One hundred days and one hundred lines of code
Last week I attended ‘100 days and 100 lines of code’, which was organised by the Epiverse team at LSHTM. The overall idea was to think about when the next pandemic happens, what the first 100 lines of code written would be (I think more as a cute reference to similar thoughts about vaccine development, rather than a totally serious concept).
The format was over three days:
- Talks from academics, public health and field epidemiologists on their thoughts and experiences with epidemiology software.
- Exercise: starting with data simulated from an outbreak, create problems in the data and a list of questions to answer. Then swap with another group and try and answer their questions. (You can find our exercise response on github)
- Summarise common experiences and problems with software from the second day.
The only couple of reservations about the event I had was that no software developers or research software engineers spoke – which I found odd considering it was ostensibly an event about writing code – and I think we missed their perspective, and whether problems with epidemiology software are similar to other scientific fields. There was also more of a focus on outbreak response and field epi, rather than pandemic response, but maybe that’s reasonable.
While I personally learned a lot about the early stages of outbreak response, afterwards I tried to think about whether there were any things the community at large could do, and came away with five thoughts from the final group discussion:
1. Searchable curated package indexes would be useful
A lot of the groups knew many useful tools and packages to approach the exercise, due to years of experience in the field. As a relative newcomer, I hadn’t heard of the existence of many of these.
An index of trusted epidemiology packages, possibly incorporating user rankings, and short/keyword explanations of their use would be really useful. A search over the package documentation for terms such as ‘case fatality’ might be even more helpful. I think this would be really useful in bioinformatics too!
Applied Epi seemed to be somewhat on top of this, and the Epiverse have their own set of packages. They have also made a map – a more up-to-date version of this was shown at the meeting, but I can’t find it online.
2. Data cleaning – unloved but crucial
Everyone seemed to agree more packages to help automate and make data cleaning reproducible would be helpful. In particular, tools which keep manual control of the cleaning, but help make the process smoother.
Ultimately my feeling was this doesn’t particularly fit into the current models of academic funding. Should academics even be working on this? Perhaps we need to think more about who should do this work – professional RSEs seems the natural choice, but it seems they are like hen’s teeth.

EXTRACTED RECORDS:
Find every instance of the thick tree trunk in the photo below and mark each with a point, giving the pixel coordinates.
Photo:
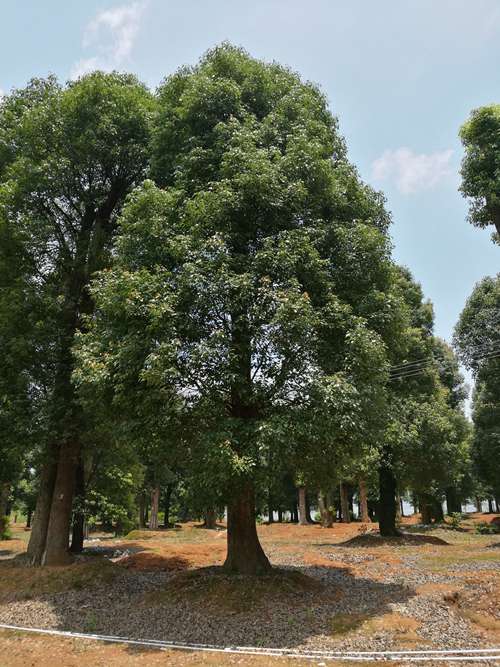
(155, 503)
(363, 502)
(302, 506)
(78, 532)
(344, 503)
(387, 502)
(453, 503)
(57, 544)
(244, 552)
(38, 536)
(210, 519)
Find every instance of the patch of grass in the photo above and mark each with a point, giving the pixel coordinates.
(18, 582)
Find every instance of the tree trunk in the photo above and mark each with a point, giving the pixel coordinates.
(453, 503)
(166, 505)
(387, 502)
(78, 533)
(38, 536)
(210, 519)
(155, 502)
(302, 506)
(344, 503)
(4, 498)
(142, 510)
(244, 551)
(57, 543)
(363, 502)
(324, 510)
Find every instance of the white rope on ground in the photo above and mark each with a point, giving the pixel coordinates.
(485, 654)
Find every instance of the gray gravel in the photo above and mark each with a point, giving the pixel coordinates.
(302, 621)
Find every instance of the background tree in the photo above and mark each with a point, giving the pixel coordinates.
(481, 166)
(68, 157)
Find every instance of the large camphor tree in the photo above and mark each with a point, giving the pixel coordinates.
(480, 136)
(68, 157)
(228, 300)
(477, 338)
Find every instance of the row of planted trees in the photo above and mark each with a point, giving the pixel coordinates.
(196, 284)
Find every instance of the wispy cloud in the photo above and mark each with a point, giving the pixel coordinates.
(412, 172)
(112, 34)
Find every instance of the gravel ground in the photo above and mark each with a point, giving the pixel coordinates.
(365, 589)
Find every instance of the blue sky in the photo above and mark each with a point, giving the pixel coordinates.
(402, 76)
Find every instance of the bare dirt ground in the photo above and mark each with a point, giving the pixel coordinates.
(342, 588)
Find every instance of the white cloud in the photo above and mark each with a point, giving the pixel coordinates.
(112, 34)
(410, 171)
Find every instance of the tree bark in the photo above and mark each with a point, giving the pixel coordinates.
(302, 506)
(453, 503)
(38, 536)
(344, 503)
(324, 505)
(387, 502)
(57, 543)
(244, 551)
(210, 519)
(363, 502)
(78, 532)
(155, 502)
(142, 510)
(166, 506)
(4, 498)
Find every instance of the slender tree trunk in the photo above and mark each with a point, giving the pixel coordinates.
(363, 502)
(78, 533)
(398, 507)
(387, 503)
(344, 503)
(308, 510)
(324, 510)
(210, 519)
(166, 506)
(155, 502)
(142, 510)
(38, 536)
(453, 503)
(244, 551)
(270, 510)
(302, 506)
(4, 498)
(57, 544)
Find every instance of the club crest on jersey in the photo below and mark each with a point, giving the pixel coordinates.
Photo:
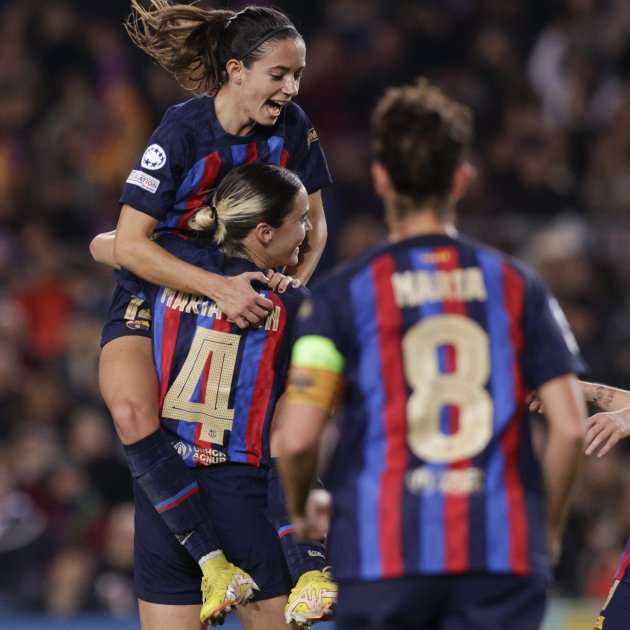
(154, 157)
(311, 137)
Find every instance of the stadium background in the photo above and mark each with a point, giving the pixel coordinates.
(549, 81)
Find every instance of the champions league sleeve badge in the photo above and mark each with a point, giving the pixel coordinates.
(154, 157)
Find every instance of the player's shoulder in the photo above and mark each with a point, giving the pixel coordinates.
(506, 260)
(191, 115)
(338, 279)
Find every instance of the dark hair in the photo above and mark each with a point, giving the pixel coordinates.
(420, 136)
(195, 44)
(248, 195)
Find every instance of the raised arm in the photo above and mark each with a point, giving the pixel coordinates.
(134, 250)
(313, 248)
(566, 414)
(102, 248)
(605, 429)
(605, 397)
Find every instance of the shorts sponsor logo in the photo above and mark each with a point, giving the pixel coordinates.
(203, 456)
(138, 178)
(154, 157)
(183, 450)
(138, 324)
(209, 456)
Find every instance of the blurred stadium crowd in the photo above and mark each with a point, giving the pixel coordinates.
(549, 81)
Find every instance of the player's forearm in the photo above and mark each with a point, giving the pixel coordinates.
(561, 465)
(563, 454)
(147, 259)
(102, 249)
(605, 397)
(313, 247)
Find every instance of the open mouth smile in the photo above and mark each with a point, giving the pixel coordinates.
(275, 107)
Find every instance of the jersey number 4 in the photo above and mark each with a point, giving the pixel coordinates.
(220, 350)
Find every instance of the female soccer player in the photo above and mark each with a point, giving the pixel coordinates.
(246, 68)
(443, 516)
(218, 385)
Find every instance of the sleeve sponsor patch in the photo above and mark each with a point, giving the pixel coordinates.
(154, 157)
(312, 136)
(138, 178)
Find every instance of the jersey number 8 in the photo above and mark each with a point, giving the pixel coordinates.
(463, 388)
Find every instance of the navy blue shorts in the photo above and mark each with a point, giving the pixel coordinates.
(128, 315)
(475, 601)
(616, 612)
(235, 496)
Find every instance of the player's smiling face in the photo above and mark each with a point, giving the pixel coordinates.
(284, 247)
(272, 81)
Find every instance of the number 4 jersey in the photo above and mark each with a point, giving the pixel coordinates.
(218, 384)
(438, 340)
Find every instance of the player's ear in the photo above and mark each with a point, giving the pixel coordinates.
(234, 69)
(264, 233)
(380, 179)
(462, 178)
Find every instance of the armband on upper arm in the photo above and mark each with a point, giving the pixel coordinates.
(316, 376)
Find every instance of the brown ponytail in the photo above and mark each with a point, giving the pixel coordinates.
(195, 44)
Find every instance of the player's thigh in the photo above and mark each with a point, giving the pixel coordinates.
(169, 617)
(616, 612)
(407, 603)
(482, 600)
(267, 614)
(129, 386)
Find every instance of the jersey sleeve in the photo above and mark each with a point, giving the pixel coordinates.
(306, 156)
(550, 349)
(152, 184)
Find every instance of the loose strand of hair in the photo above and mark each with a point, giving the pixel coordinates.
(172, 36)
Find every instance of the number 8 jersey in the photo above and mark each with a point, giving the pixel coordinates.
(437, 340)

ACTIVITY LIST:
• a. In the post about the 100 days and 100 lines of code event, list the activities that made up the three-day format.
• b. Continue the post about the 100 days and 100 lines of code event from its last sentence.

EXERCISE ANSWERS:
• a.
- Talks from academics, public health and field epidemiologists on their thoughts and experiences with epidemiology software.
- An exercise: starting with data simulated from an outbreak, create problems in the data and a list of questions to answer, then swap with another group and try to answer their questions.
- Summarising common experiences and problems with software from the second day.

• b.
Overall, it felt like not a huge amount of progress in this area had been made since Hackout3, the last similar event I attended. Possibly because everyone’s been in emergency response mode for the last three years!
3. Don’t make one big package to do it all
Seems like the packages available are fairly modular, and it should stay this way.
One thing I definitely got out of the COVID software response was that it’s better to make smaller packages which can be independently tested, updated, and deployed. Making them easily interoperable is helpful too.
I therefore liked the Epiverse idea of having interoperable packages similar to the tidyverse. How exactly should this be achieved? I don’t think epi data is particularly special: usually case line lists (a data table), contact tracing data (a network with attributes), and sometimes genomic data (which is special 🙃). So maybe just a tibble, with some ‘special’ columns with consistent names such as date of onset etc, that certain packages require?
4. Help users engage with the software community more
Software developers in this area have a hard time to know where is most effective to spend their efforts. User feedback on things that didn’t work, difficulties with basic tasks, or feature requests aren’t well fed back.
Github and gitlab basically have all the tools to manage this, and software developers use them effectively internally.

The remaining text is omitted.